TO DO –
Swap "outline" for "boundary" everywhere it appears in the data below, and reproduce every line otherwise unchanged.

Dataset records
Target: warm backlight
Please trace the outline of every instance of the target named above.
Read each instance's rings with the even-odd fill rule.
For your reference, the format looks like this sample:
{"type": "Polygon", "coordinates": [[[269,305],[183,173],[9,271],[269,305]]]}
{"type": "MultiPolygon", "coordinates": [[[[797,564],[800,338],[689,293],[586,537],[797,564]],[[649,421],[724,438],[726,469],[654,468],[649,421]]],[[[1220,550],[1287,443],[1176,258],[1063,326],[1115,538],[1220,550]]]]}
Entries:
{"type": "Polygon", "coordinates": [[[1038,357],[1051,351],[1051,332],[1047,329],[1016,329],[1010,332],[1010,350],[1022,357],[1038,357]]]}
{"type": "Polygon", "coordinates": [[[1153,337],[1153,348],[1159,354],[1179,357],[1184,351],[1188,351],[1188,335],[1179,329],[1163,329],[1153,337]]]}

EXERCISE OUTPUT –
Target: warm backlight
Please trace the boundary of every instance of the target named above.
Read each instance's rings with the even-odd fill rule.
For your reference, the format looks like this sample:
{"type": "Polygon", "coordinates": [[[269,305],[183,173],[9,271],[269,305]]]}
{"type": "MultiPolygon", "coordinates": [[[[797,564],[800,338],[689,293],[586,537],[797,564]],[[649,421],[724,438],[726,469],[654,468],[649,421]]],[[[1220,550],[1287,443],[1176,258],[1063,326],[1115,538],[1220,550]]]]}
Entries:
{"type": "Polygon", "coordinates": [[[1038,357],[1051,351],[1051,332],[1047,329],[1016,329],[1010,332],[1010,350],[1022,357],[1038,357]]]}
{"type": "Polygon", "coordinates": [[[1153,337],[1153,348],[1159,354],[1179,357],[1184,351],[1188,351],[1188,335],[1179,329],[1163,329],[1153,337]]]}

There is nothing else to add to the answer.